14.6.07

Inês Pedrosa: O lance do poema

Peço desculpas aos caríssimos frequentadores deste blog por não ter sido capaz, nos últimos dez dias, de fazer novas postagens ou de responder aos inúmeros comentários sobre o artigo “Poesia e filosofia”. É que, após pronunciar uma conferência em Lisboa, a convite da Fundação Gulbenkian, intitulada “Da atualidade do conceito de civilização”, fui ver amigos na França e na Bélgica, de modo que tanto me ficou escasso o tempo para escrever quanto precário o meu acesso à Internet. Espero, nos próximos dias, recuperar o tempo perdido.

Entrementes, reproduzo aqui, com muito orgulho, o artigo que a brilhante escritora portuguesa Inês Pedrosa publicou na sua coluna do jornal Expresso, de Lisboa, no dia 2 de junho.


Inês Pedrosa
O lance do poema

Pobres leitores deste rico Ocidente atulhado em bugigangas de papel disfarçadas de livros, tralha iletrada embrulhada em talha dourada: quereis saber quem sois? Quereis conhecer o fundo infinito do vosso ser sem fundo? Nos poetas o encontrareis. É para isso, e para vós, que eles trabalham. Não falo só nem particularmente dos fazedores de versos, pois há muito quem verseje sem que se veja um vero sopro que sério seja nesse versejar. Nem é de sério sisudo que falo, que os há empalados em dicionários e prontuários de arte, máquinas de regurgitar. Falo dos poetas convocados pela palavra, em prosa ou verso, ficção ou ensaio, não dos seus muitos e muito fáceis imitadores – aqueles costureiros do tempo que, com um retalho de real (uma frase de autocarro, uma linha de teoria, um alinhavo cinéfilo), mais um laivo de turismo virtual e um pó de humor de manual, fazem volume de estilistas – seja na versão compacta da feijoada paradigmática para triunfo académico ou na versão leve da salada histórica para consumo endémico.

O que é um poema? É algo para guardar. Essa foi a primeira coisa que aprendi com o brasileiro António Cícero, esplendoroso poeta
(também ensaísta, como é próprio dos poetas, sendo o ensaio a tempestade que prolonga o relâmpago do poema) da língua portuguesa – e das outras todas, porque a poesia é babélica. Só não dá por isto quem vive com o ouvido da alma curvado, por excesso de reverência para com a língua inglesa.

━━━━

TAREFA A — Devolva todas as linhas da listagem abaixo que contêm a palavra "below".

[Registros do conjunto de dados de apontamento]

━━━━

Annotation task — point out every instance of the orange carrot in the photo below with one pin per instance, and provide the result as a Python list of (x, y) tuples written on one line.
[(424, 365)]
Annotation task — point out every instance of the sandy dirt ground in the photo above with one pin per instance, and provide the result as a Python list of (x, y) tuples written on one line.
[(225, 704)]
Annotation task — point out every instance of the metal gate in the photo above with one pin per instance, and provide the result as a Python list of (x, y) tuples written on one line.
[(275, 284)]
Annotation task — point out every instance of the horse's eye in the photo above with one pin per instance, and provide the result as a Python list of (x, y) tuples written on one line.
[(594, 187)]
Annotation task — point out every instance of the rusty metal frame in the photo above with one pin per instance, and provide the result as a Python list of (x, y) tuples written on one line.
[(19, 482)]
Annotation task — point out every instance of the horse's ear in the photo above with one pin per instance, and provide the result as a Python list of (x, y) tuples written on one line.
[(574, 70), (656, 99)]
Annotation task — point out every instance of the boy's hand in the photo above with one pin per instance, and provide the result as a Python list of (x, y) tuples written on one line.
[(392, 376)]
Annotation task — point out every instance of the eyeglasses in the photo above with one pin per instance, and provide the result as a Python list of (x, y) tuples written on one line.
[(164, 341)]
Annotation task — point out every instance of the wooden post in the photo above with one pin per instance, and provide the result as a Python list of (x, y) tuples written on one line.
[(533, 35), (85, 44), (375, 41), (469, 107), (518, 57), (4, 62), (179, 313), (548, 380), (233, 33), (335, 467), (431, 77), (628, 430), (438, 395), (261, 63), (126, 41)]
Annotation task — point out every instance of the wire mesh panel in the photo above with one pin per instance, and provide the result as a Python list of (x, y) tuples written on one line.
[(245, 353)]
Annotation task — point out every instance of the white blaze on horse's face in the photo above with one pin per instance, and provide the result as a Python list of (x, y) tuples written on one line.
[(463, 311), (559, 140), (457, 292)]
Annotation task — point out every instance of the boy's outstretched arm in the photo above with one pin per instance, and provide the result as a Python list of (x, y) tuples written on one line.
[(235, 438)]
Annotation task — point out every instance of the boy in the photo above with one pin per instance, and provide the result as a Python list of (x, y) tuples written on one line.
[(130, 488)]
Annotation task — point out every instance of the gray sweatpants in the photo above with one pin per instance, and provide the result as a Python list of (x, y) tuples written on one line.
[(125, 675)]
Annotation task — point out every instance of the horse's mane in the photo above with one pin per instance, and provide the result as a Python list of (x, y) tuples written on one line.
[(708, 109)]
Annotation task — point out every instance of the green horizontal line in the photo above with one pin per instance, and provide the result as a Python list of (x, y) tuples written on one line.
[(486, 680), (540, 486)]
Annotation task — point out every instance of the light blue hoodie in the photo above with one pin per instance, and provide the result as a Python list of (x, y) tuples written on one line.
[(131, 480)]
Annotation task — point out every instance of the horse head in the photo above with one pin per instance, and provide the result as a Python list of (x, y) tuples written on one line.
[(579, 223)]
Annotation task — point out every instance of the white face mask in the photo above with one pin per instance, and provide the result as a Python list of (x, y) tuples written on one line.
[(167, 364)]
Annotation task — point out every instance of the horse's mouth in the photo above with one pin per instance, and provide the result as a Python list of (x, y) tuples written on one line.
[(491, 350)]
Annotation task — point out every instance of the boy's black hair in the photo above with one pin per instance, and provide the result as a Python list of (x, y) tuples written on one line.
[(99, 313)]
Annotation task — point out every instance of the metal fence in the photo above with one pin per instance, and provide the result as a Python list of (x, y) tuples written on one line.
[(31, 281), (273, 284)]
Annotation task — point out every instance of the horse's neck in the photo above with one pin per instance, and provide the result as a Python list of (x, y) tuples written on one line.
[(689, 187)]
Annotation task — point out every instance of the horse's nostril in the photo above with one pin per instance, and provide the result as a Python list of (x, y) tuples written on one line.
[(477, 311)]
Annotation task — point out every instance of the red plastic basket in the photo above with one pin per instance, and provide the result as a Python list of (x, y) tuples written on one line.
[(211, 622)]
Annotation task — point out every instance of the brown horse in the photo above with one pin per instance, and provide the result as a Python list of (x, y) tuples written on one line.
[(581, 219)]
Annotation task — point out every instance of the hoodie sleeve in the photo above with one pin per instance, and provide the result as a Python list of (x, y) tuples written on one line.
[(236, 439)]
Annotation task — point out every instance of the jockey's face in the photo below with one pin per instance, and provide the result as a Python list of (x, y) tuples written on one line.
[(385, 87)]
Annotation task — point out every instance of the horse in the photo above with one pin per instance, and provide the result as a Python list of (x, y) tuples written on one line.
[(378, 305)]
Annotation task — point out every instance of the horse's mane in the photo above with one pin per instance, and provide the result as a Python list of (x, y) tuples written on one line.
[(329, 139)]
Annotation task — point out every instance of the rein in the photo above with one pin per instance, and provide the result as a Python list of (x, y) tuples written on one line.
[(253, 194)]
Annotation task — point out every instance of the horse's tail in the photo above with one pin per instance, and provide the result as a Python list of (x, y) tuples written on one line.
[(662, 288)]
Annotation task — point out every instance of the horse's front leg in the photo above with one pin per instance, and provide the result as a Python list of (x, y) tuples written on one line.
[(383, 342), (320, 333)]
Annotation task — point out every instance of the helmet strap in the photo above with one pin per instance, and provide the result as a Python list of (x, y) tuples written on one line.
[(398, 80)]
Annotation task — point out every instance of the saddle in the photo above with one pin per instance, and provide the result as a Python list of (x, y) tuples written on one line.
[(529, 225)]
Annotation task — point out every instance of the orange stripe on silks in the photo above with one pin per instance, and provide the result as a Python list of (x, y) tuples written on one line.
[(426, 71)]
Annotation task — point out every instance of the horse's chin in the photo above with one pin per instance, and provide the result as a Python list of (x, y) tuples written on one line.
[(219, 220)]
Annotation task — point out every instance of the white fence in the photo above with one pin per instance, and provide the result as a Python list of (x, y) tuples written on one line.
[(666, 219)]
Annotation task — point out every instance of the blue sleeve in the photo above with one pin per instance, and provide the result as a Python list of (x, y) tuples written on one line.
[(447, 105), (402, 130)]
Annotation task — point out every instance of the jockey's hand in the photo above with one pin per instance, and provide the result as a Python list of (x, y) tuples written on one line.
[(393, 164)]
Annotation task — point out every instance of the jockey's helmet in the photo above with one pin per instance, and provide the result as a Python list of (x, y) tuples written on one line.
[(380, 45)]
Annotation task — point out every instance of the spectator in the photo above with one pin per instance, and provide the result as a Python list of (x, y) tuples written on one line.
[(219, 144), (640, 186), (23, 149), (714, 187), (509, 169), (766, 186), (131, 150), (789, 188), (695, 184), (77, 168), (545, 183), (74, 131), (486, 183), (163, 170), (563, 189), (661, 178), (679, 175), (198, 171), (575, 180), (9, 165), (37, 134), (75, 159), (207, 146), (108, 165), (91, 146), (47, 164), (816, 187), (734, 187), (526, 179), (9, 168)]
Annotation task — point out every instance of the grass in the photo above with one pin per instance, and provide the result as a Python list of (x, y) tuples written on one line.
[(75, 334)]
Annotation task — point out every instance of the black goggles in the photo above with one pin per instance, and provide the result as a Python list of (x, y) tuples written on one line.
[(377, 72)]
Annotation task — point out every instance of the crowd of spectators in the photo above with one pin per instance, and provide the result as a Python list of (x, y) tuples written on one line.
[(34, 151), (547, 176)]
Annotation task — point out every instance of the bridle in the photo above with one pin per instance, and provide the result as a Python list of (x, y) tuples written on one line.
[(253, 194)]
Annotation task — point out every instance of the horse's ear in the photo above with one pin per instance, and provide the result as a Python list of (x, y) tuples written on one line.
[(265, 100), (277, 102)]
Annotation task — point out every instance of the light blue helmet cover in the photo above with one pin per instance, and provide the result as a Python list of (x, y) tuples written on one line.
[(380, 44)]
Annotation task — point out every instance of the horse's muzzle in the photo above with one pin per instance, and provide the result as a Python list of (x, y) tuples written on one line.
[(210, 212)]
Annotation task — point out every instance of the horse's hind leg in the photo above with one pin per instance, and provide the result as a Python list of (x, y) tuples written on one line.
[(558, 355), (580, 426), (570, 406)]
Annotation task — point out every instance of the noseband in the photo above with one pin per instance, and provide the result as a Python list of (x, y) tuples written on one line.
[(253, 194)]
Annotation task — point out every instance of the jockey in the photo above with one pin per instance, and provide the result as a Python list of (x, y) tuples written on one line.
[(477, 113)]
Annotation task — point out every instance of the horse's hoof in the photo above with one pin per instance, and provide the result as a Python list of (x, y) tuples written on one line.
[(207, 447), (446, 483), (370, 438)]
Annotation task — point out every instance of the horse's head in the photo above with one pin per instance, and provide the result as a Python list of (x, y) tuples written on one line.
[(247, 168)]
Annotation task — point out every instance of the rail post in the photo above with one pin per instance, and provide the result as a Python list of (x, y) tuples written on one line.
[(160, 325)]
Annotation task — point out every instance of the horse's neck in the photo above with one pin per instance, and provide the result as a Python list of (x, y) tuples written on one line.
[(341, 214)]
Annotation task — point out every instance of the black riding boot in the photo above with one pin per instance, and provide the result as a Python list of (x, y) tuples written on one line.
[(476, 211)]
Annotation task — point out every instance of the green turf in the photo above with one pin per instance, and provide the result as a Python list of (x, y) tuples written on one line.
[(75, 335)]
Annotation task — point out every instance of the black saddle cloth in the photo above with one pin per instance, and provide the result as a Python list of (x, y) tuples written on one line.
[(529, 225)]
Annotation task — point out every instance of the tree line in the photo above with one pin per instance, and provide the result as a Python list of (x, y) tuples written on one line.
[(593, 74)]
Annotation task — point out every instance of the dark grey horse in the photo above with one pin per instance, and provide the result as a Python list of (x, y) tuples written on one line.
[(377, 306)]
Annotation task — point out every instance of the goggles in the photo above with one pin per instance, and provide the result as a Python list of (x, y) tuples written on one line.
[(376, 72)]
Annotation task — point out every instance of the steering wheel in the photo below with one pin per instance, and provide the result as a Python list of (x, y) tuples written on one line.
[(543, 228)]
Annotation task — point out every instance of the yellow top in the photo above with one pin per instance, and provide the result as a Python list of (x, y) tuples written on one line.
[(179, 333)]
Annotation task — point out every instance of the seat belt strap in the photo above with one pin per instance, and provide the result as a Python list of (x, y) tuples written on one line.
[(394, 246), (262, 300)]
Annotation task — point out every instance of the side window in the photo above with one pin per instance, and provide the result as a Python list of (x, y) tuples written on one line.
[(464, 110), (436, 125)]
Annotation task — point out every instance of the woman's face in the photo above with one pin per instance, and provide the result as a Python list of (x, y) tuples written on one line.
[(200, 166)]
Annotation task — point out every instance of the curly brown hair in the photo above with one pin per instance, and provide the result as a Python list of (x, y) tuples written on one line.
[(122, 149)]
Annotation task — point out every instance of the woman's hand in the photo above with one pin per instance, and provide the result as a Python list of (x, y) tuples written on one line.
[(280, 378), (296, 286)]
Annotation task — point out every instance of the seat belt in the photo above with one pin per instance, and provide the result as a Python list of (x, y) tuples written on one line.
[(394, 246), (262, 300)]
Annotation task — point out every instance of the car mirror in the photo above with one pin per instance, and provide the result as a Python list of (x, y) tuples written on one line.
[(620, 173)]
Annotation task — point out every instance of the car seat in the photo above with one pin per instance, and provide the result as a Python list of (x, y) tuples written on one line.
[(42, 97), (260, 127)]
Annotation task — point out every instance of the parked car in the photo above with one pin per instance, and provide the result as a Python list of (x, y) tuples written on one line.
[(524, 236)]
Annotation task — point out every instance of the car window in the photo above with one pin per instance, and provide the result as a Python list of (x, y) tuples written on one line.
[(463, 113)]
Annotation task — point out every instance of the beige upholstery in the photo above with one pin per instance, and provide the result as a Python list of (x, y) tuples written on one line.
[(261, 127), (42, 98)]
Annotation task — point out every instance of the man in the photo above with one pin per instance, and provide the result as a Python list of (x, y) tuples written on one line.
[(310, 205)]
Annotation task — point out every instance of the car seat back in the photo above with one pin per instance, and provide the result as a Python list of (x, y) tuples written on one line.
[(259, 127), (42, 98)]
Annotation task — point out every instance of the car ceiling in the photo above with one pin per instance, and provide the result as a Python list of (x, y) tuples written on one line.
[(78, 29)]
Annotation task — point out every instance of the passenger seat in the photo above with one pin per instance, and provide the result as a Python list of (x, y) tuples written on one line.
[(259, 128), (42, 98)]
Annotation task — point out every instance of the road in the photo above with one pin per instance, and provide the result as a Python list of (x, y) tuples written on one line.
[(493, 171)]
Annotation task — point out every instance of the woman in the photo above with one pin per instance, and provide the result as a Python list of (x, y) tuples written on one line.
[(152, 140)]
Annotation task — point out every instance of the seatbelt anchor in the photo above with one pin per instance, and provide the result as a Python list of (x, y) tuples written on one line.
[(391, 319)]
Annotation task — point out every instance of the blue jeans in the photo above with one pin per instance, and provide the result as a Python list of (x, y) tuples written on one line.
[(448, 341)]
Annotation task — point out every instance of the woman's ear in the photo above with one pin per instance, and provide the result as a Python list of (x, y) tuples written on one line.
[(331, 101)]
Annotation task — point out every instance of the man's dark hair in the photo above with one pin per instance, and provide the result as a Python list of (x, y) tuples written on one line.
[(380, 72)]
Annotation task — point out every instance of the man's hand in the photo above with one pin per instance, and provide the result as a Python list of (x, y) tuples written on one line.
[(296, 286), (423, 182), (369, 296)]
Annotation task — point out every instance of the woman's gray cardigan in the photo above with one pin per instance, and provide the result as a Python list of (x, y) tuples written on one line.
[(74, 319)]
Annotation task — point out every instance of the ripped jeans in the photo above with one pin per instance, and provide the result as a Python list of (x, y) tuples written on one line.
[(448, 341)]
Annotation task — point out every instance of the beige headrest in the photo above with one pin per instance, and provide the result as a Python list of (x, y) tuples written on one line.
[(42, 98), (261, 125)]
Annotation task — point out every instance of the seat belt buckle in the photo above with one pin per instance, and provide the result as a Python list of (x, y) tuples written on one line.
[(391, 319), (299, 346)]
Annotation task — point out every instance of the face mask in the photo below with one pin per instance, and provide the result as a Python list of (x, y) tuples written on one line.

━━━━

TAREFA B — Atualize o trecho selecionado na parte que vai de "Inês Pedrosa: O" até "2 de junho.", trocando "blog" por "site".

RESPOSTA COMPLETA A —
Annotation task — point out every instance of the orange carrot in the photo below with one pin per instance, and provide the result as a Python list of (x, y) tuples written on one line.
Annotation task — point out every instance of the jockey's face in the photo below with one pin per instance, and provide the result as a Python list of (x, y) tuples written on one line.
Annotation task — point out every instance of the steering wheel in the photo below with one pin per instance, and provide the result as a Python list of (x, y) tuples written on one line.
Annotation task — point out every instance of the face mask in the photo below with one pin per instance, and provide the result as a Python list of (x, y) tuples written on one line.

RESPOSTA COMPLETA B —
Inês Pedrosa: O lance do poema

Peço desculpas aos caríssimos frequentadores deste site por não ter sido capaz, nos últimos dez dias, de fazer novas postagens ou de responder aos inúmeros comentários sobre o artigo “Poesia e filosofia”. É que, após pronunciar uma conferência em Lisboa, a convite da Fundação Gulbenkian, intitulada “Da atualidade do conceito de civilização”, fui ver amigos na França e na Bélgica, de modo que tanto me ficou escasso o tempo para escrever quanto precário o meu acesso à Internet. Espero, nos próximos dias, recuperar o tempo perdido.

Entrementes, reproduzo aqui, com muito orgulho, o artigo que a brilhante escritora portuguesa Inês Pedrosa publicou na sua coluna do jornal Expresso, de Lisboa, no dia 2 de junho.